◆ Passage to read ◆
____________________

After agriculture and industry, Otto Strasser, in planning the structure of his 'German Socialism', approaches his third main problem - that of the small man, the master craftsman and tradesman. Here again, he finds a new and different problem and offers a new solution.
Under this heading come 'the independent small concerns, which employ relatively few hands -- clerks, shop-assistants, workmen, apprentices -- and these have fair prospect of becoming masters themselves. These small undertakings differ fundamentally from the great concerns. In the great enterprises, the prosperity of the works, and therewith the wellbeing or illbeing of each individual worker, depends on the collaboration of all; but in the small ones this depends on the personality of the master'.
Thus, in the big undertakings Otto Strasser would, as I have shown, give an equal voice in all decisions to all three parties concerned -- the leader or leaders, the workers, and the State -- but in the small ones he would leave the management entirely in the hands of the master. 'But', he says, 'in a Socialist system such a degree of personal freedom is possible only if on the other hand the individual is subjected to obligations which safeguard the interests of the whole community.' To this end, Otto Strasser proposes the revival, in a form suitable to our times, of another good and well-proven German institution - the Guilds.
Under Otto Strasser's 'German Socialism', handicrafts-men, or if you will manual workers, traders, and men of the professions, would be organized in Guilds, which would receive from the State certain rights and in return undertake the collection from their members of the sum assessed as the contribution of the Guilds to the State's expenditure. The Guilds would bestow the master's title and the right to practise a calling, craft or profession. They would also decide how many apprentices might be employed, and the like.
'By these means it would be made impossible for any individual ruthlessly to promote his own especial interests or to misuse his economic freedom.' Under this system, says Otto Strasser, the workers in the small concerns would not, like those in the great ones, have a share in the ownership, profit and operation of it. They would thus seem to be put at a disadvantage; but in practice this is not so. As employees and apprentices they would have the certainty that, if they passed the necessary tests, they could themselves become masters.

____________________

◆ Given exercise 1 ◆
In the passage on Otto Strasser's 'German Socialism', which old German institution does he propose to revive for the small concerns?
◆ Given exercise 2 ◆
Write the next few sentences of the passage on Otto Strasser's 'German Socialism', following on from its final sentence.

____________________

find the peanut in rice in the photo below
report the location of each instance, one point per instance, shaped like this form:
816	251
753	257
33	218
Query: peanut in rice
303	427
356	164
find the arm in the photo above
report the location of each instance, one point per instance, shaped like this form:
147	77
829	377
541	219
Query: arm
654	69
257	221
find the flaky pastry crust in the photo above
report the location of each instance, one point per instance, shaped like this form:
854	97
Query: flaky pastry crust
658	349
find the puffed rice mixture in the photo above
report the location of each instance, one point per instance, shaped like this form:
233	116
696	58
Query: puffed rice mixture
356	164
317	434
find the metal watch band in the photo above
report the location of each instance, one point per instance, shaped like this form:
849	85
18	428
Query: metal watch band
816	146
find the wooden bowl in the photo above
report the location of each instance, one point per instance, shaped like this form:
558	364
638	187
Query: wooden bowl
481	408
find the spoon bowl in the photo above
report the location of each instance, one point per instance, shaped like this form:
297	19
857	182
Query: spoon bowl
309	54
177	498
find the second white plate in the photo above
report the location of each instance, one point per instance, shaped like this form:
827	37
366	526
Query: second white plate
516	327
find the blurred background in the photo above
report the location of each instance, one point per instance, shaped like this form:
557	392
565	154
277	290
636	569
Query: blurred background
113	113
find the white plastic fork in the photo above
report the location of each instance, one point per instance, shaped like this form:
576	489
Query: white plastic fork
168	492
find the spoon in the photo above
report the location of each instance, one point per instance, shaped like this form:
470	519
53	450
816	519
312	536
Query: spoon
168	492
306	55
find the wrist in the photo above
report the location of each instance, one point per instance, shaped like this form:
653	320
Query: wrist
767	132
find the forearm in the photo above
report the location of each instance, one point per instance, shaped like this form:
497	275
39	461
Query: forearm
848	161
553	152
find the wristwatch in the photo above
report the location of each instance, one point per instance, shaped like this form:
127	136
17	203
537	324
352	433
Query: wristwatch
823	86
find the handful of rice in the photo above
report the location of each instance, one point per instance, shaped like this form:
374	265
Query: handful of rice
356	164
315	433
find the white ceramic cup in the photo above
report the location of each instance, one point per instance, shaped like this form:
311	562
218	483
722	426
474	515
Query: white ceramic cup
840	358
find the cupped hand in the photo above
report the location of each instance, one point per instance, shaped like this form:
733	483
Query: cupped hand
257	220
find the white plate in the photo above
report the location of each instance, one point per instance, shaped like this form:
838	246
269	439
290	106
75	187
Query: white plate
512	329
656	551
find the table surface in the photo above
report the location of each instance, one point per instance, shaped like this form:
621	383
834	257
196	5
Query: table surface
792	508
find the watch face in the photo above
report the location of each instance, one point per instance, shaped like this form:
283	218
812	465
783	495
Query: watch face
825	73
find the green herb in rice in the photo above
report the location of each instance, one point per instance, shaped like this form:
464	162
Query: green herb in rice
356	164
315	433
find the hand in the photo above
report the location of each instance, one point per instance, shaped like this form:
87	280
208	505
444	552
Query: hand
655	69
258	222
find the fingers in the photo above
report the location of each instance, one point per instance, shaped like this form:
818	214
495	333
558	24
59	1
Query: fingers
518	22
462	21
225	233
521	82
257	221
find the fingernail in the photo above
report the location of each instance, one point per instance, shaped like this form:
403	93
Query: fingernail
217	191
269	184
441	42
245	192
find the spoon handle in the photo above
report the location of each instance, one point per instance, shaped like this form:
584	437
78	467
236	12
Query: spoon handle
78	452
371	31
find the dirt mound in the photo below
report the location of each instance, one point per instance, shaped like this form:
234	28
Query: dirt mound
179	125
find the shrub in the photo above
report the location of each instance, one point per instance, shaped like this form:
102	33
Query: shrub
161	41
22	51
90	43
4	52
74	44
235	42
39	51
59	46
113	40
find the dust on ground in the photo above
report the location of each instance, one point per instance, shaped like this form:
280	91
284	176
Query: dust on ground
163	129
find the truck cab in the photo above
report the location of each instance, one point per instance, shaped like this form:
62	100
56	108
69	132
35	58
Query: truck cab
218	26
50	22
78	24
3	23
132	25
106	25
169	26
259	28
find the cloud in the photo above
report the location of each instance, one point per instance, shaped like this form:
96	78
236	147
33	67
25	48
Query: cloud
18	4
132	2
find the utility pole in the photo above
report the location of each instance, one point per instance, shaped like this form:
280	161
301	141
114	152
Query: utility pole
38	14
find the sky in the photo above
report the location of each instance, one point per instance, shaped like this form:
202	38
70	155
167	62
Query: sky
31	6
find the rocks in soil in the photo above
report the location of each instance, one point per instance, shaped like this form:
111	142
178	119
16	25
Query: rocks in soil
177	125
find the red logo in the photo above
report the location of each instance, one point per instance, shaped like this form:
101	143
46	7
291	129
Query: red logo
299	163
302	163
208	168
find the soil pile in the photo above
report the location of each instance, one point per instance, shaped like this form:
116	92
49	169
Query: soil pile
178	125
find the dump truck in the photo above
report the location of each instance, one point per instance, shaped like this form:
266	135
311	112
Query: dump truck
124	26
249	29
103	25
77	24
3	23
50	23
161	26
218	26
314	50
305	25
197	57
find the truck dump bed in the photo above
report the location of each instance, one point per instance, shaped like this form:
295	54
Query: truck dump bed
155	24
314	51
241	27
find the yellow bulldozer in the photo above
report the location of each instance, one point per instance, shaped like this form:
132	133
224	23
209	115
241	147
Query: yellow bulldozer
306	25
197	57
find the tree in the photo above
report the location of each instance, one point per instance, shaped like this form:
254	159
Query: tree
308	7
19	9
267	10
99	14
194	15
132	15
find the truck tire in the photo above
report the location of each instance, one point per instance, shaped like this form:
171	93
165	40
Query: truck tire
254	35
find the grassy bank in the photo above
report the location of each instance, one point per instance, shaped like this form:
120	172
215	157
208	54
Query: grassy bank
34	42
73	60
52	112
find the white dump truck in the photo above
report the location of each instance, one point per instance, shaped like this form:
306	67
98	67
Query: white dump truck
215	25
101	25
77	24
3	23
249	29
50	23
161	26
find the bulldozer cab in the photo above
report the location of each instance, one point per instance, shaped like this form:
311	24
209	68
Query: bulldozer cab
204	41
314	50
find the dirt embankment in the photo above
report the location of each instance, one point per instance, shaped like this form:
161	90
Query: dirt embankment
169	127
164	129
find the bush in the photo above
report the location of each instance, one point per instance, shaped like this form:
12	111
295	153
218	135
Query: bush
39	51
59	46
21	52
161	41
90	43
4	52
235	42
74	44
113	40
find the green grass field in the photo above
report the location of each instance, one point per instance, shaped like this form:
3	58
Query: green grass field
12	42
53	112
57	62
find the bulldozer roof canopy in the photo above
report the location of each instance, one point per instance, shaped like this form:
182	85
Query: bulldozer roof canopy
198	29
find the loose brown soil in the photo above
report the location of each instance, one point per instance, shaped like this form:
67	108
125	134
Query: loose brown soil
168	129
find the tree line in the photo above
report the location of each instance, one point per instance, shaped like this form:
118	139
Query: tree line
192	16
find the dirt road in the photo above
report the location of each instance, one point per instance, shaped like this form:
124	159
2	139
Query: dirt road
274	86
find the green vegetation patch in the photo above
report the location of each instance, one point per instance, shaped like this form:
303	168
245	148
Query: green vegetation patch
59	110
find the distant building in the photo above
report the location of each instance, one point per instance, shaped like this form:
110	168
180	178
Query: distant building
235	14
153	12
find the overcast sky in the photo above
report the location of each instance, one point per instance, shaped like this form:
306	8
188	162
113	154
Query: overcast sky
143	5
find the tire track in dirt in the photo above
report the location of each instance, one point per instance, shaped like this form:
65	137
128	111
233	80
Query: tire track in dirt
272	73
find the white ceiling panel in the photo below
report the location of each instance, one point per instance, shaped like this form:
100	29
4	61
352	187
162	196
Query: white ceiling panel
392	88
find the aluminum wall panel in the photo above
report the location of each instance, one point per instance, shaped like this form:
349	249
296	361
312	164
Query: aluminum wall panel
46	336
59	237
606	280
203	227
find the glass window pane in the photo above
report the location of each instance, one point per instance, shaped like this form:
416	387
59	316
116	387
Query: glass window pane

____________________

◆ Result 1 ◆
The Guilds.

◆ Result 2 ◆
'The supply of candidates, and their direction through the schools or universities towards the callings where they were most needed, would need to be regulated in accordance with demand and with the interests of the community; but such intervention with freedom of choice as this would entail would be compensated by the fact that assured existences would be available for those who sought them and that this intervention would not be from the State but by these self-governing bodies themselves, who would only themselves be subject to a minimum of supervision by the State.'
(It is a most interesting point, which I think deserves to be recorded here, that in one branch of German professional life the ideas advocated by Otto Strasser already exist in practice, or rather, have never ceased to exist. This is in the profession of the apothecaries. Only the State can in Germany confer the right to open an apothecary's business, and these cannot be bought, sold, founded, bequeathed or inherited. On the death of a holder, the title reverts to the State, for bestowment upon the next candidate.)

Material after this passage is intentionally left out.